§ **MATERIAL FOR THIS EXERCISE**:

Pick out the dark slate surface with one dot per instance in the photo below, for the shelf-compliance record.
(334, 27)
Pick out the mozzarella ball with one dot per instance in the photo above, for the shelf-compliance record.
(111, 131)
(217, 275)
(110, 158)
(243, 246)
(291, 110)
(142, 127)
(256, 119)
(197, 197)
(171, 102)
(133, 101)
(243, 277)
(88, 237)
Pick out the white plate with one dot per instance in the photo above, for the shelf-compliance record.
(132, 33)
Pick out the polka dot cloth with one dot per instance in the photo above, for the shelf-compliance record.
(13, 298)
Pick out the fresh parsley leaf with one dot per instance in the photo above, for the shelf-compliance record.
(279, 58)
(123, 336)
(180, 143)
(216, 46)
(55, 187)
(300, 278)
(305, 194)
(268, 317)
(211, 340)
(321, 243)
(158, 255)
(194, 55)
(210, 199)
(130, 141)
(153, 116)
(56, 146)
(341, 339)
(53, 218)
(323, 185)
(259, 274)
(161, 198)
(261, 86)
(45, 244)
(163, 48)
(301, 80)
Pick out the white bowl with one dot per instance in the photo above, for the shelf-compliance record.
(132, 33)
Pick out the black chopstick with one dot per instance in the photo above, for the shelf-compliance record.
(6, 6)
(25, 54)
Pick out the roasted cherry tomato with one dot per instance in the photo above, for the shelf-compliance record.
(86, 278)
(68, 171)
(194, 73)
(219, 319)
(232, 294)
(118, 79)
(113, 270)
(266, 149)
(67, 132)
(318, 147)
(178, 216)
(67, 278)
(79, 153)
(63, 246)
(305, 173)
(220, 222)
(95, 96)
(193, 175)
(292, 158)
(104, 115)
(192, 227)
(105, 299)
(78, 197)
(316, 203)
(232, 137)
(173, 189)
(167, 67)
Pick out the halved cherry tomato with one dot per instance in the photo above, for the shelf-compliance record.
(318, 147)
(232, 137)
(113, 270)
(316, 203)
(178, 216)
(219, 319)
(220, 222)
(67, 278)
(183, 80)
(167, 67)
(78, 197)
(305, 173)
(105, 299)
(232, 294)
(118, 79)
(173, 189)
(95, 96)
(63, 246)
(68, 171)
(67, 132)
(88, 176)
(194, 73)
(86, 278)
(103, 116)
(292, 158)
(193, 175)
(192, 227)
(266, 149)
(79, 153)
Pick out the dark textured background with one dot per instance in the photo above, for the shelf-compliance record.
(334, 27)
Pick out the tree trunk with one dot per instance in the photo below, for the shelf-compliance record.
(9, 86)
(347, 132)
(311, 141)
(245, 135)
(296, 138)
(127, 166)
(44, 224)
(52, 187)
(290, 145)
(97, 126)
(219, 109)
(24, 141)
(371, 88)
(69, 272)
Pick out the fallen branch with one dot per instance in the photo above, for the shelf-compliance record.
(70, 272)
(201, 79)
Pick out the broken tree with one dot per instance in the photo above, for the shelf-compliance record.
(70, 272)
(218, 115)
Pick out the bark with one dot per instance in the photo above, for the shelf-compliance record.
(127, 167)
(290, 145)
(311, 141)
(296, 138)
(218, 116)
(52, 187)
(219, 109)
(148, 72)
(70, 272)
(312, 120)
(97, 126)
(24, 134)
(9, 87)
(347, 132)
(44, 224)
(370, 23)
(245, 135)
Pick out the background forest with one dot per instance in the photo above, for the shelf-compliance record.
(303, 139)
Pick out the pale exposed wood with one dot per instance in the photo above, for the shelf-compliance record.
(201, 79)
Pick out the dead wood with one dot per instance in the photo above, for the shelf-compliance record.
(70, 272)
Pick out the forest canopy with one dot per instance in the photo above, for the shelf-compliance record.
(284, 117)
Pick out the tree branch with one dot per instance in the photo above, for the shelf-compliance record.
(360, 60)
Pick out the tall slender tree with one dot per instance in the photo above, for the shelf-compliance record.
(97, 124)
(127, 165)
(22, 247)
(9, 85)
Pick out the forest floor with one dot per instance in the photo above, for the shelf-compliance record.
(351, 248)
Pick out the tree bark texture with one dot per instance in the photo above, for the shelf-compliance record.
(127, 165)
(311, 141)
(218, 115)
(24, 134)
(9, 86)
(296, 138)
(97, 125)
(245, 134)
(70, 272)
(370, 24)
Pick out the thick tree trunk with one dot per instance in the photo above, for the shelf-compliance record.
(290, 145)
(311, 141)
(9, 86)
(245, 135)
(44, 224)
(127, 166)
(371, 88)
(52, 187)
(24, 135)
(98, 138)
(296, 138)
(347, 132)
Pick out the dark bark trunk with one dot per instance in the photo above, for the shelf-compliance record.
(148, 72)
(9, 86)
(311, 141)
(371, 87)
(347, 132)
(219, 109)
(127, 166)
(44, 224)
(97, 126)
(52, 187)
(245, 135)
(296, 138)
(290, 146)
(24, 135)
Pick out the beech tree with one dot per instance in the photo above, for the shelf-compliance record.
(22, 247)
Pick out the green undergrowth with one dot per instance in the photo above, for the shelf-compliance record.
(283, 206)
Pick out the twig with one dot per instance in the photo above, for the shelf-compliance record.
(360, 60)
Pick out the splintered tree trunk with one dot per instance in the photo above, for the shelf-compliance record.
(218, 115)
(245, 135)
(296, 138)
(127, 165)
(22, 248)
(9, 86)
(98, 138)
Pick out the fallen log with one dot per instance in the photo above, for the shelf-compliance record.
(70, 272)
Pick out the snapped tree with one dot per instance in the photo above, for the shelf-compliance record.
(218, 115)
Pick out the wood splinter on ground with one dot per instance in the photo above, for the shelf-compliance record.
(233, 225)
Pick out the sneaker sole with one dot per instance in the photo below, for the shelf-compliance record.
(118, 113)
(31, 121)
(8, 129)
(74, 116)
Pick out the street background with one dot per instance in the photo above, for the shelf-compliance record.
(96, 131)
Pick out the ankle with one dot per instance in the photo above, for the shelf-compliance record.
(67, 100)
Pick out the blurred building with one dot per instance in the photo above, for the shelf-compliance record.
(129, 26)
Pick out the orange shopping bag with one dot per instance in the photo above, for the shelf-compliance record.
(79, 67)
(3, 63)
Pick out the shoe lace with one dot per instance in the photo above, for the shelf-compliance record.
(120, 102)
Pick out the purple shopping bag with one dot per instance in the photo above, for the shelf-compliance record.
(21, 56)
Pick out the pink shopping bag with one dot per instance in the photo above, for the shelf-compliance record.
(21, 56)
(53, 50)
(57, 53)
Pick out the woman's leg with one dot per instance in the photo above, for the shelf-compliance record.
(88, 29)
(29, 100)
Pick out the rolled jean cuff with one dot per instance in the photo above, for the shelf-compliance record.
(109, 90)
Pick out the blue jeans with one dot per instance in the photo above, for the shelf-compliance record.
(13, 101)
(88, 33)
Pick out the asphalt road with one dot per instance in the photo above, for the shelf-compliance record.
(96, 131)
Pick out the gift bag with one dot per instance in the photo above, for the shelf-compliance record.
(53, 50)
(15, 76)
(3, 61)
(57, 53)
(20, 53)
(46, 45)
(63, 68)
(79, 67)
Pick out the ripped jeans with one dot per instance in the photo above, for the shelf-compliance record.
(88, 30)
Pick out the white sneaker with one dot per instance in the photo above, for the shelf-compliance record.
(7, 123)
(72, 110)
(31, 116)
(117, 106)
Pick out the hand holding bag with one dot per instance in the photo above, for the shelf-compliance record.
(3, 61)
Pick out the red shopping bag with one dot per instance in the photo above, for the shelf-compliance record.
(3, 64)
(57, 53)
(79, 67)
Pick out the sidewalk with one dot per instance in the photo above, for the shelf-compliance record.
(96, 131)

§ **YOUR INSTRUCTIONS**:
Could you write out all of the entries precisely as they stand?

§ **OUTPUT FOR THIS TASK**:
Pick out the dark slate surface with one dot per instance in the photo below, for the shelf-compliance record.
(334, 27)
Pick out the mozzarella ball with one dot per instance in the photo above, for the shelf-compliance record.
(111, 131)
(217, 275)
(110, 158)
(243, 246)
(291, 110)
(142, 127)
(256, 119)
(197, 197)
(171, 102)
(133, 101)
(243, 277)
(88, 237)
Pick out the white plate with one dot per instance in the photo above, for the shelf-compliance record.
(132, 33)
Pick out the polka dot cloth with one dot per instance in the photo above, for the shelf-compliance record.
(13, 298)
Pick out the fresh parsley leaf with one dot per instance in the photo above, for the shelf-compliance record.
(279, 58)
(123, 336)
(180, 143)
(216, 46)
(55, 187)
(300, 278)
(305, 194)
(268, 317)
(211, 340)
(321, 243)
(158, 255)
(194, 55)
(210, 199)
(130, 141)
(153, 116)
(56, 146)
(341, 339)
(53, 218)
(323, 185)
(259, 274)
(161, 198)
(261, 86)
(45, 244)
(163, 48)
(301, 80)
Pick out the white bowl with one dot per instance in the photo above, for the shelf-compliance record.
(132, 33)
Pick out the black chopstick with one dot per instance in the photo above, for the shelf-compliance record.
(6, 6)
(25, 54)
Pick out the roasted cherry tomato with one dot per instance in the photo above, for the shelf-compliance record.
(86, 278)
(68, 171)
(194, 73)
(219, 319)
(232, 294)
(118, 79)
(113, 270)
(266, 149)
(67, 132)
(318, 147)
(178, 216)
(67, 278)
(79, 153)
(63, 246)
(305, 173)
(220, 222)
(95, 96)
(193, 175)
(292, 158)
(104, 115)
(192, 227)
(105, 299)
(78, 197)
(316, 203)
(232, 137)
(173, 189)
(167, 67)
Pick out the halved cherry tomato with one dot per instance in the photo above, for the shelf-compliance record.
(318, 147)
(232, 137)
(113, 270)
(316, 203)
(178, 216)
(219, 319)
(220, 222)
(67, 278)
(183, 80)
(167, 67)
(78, 197)
(305, 173)
(105, 299)
(232, 294)
(118, 79)
(173, 189)
(95, 96)
(63, 246)
(68, 171)
(67, 132)
(88, 176)
(194, 73)
(86, 278)
(103, 116)
(292, 158)
(193, 175)
(192, 227)
(266, 149)
(79, 153)
Pick out the dark textured background with one dot per instance in the photo above, for the shelf-compliance record.
(334, 27)
Pick out the tree trunk with one dot per instance in the photo below, for the shelf-compliance record.
(9, 86)
(347, 132)
(311, 141)
(245, 135)
(296, 138)
(127, 166)
(44, 224)
(52, 187)
(290, 145)
(97, 126)
(219, 109)
(24, 141)
(371, 88)
(69, 272)
Pick out the fallen branch with one dot per instance in the photo above, for the shelf-compliance record.
(70, 272)
(201, 79)
Pick out the broken tree with one dot per instance in the photo above, for the shelf-compliance record.
(70, 272)
(218, 115)
Pick out the bark with one dot per instance in the photo above, for the shelf-compliance record.
(127, 167)
(290, 145)
(311, 141)
(296, 138)
(218, 116)
(52, 187)
(219, 109)
(148, 72)
(70, 272)
(312, 120)
(97, 126)
(24, 134)
(9, 87)
(347, 132)
(44, 224)
(370, 23)
(245, 135)
Pick out the background forest with one dot per instance in the photo above, for the shelf-compliance record.
(303, 139)
Pick out the pale exposed wood with one dot per instance in the photo above, for the shelf-compliance record.
(201, 79)
Pick out the dead wood with one dot per instance in the photo above, for the shelf-compliance record.
(70, 272)
Pick out the forest canopy with one dot per instance in the photo above, for the shelf-compliance record.
(284, 117)
Pick out the tree branch with one dot per instance in the photo above, for the shelf-compliance record.
(360, 60)
Pick out the tall slender tree with one dot per instance in the photo above, for the shelf-compliance record.
(97, 124)
(127, 165)
(22, 247)
(9, 85)
Pick out the forest floor with one dot per instance in the photo above, for the shelf-compliance record.
(351, 248)
Pick out the tree bark texture with one dot per instance in the photo above, for the shelf-compliance record.
(127, 165)
(311, 141)
(218, 115)
(24, 134)
(9, 86)
(296, 138)
(97, 125)
(245, 134)
(70, 272)
(370, 24)
Pick out the thick tree trunk with one dot per instance in the photo above, for the shelf-compliance record.
(290, 145)
(311, 141)
(9, 86)
(245, 135)
(44, 224)
(127, 166)
(371, 88)
(52, 187)
(24, 135)
(98, 138)
(296, 138)
(347, 132)
Pick out the dark bark trunk with one dot per instance in the photo above, for the shelf-compliance record.
(148, 72)
(9, 86)
(311, 141)
(371, 87)
(347, 132)
(219, 109)
(127, 166)
(44, 224)
(97, 126)
(52, 187)
(245, 135)
(296, 138)
(290, 146)
(24, 135)
Pick out the beech tree with one dot per instance in the photo above, for the shelf-compliance record.
(22, 247)
Pick out the green undergrowth with one dot per instance in the photo above, for the shelf-compliance record.
(283, 206)
Pick out the twig with one dot per instance in the photo above, for the shelf-compliance record.
(360, 60)
Pick out the splintered tree trunk with one dot per instance in the photo above, for the shelf-compliance record.
(218, 115)
(245, 135)
(296, 138)
(127, 165)
(22, 248)
(9, 86)
(98, 138)
Pick out the fallen log with one dot per instance in the photo above, for the shelf-compliance record.
(70, 272)
Pick out the snapped tree with one dot per instance in the photo above, for the shelf-compliance record.
(218, 115)
Pick out the wood splinter on ground with one dot per instance in the photo above, for the shelf-compliance record.
(233, 225)
Pick out the sneaker sole with one dot per instance in the photo below, for the shelf-compliance record.
(118, 113)
(31, 121)
(8, 129)
(74, 116)
Pick out the street background with one dot per instance in the photo above, for the shelf-compliance record.
(96, 131)
Pick out the ankle with one dot per instance in the photo above, for the shelf-compliance record.
(67, 100)
Pick out the blurred building with one dot per instance in the photo above, for the shelf-compliance record.
(129, 26)
Pick out the orange shopping bag with one dot per instance in the photo above, for the shelf-compliance record.
(79, 67)
(3, 63)
Pick out the shoe lace with one dot per instance in the photo above, for the shelf-compliance record.
(120, 102)
Pick out the purple shopping bag with one dot per instance in the photo above, for the shelf-compliance record.
(21, 56)
Pick out the pink shopping bag with one dot per instance in the photo above, for the shelf-compliance record.
(21, 56)
(53, 50)
(57, 53)
Pick out the woman's leg with one dot per instance in the photo above, for the shelf-compliance record.
(88, 29)
(29, 100)
Pick out the rolled jean cuff with one dot per instance in the photo above, for the shelf-compliance record.
(109, 90)
Pick out the blue jeans with one dot per instance in the photo above, for the shelf-compliance record.
(13, 101)
(88, 33)
Pick out the asphalt road with one dot per instance in the photo above, for the shelf-compliance record.
(96, 131)
Pick out the gift bag with one dot per instance in the photo above, for the shelf-compliance record.
(53, 50)
(15, 76)
(3, 61)
(57, 53)
(20, 53)
(46, 45)
(63, 68)
(79, 67)
Pick out the ripped jeans with one dot per instance in the photo above, for the shelf-compliance record.
(88, 30)
Pick out the white sneaker with one dot per instance in the photo above, for the shelf-compliance record.
(7, 123)
(72, 110)
(31, 116)
(117, 106)
Pick out the hand holding bag with one dot per instance in the photo above, for the shelf-compliance record.
(3, 61)
Pick out the red shopping bag with one dot per instance in the photo above, for the shelf-compliance record.
(3, 64)
(57, 53)
(79, 67)
Pick out the sidewalk with one dot per instance in the photo above, for the shelf-compliance record.
(96, 131)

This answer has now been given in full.